### CONSIGNES
Relevez toutes les années mentionnées dans l'extrait ci-dessous sur l'intuition bergsonienne du temps, dans leur ordre d'apparition.

Aux frontières de la sensibilité, l’intuition bergsonienne du temps

 S’il y a un philosophe qui semble avoir réhabilité autant que faire se peut la sensibilité sous toutes ses formes, c’est bien Henri Bergson (1859-1941). Dès sa thèse de doctorat, en 1889, il attire notre attention sur une foule de phénomènes concrets auxquels, de concept en concept, et de système en système, nous étions devenus insensibles. En 1911, dans ses conférences d’Oxford, l’auteur de La Pensée et le mouvant nous promet même, semblant enfreindre en cela toutes les règles des métaphysiques antérieures, un élargissement de notre intuition sensible qui ne se fasse pas pour autant intuition de l’intelligible. En deçà de la contemplation des essences d’un Platon mais au-delà du simple jugement réfléchissant d’un Kant qui ne nous renseigne que sur nous-mêmes, il y aurait ainsi place, au moins de façon programmatique, pour une perception en quelque sorte plus-que-sensible qui aurait pour nom : perception du changement ou du mouvant.

### DONNÉES FOURNIES
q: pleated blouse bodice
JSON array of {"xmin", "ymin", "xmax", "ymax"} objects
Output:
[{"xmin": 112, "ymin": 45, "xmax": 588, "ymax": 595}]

### RÉPONSE
1859, 1941, 1889, 1911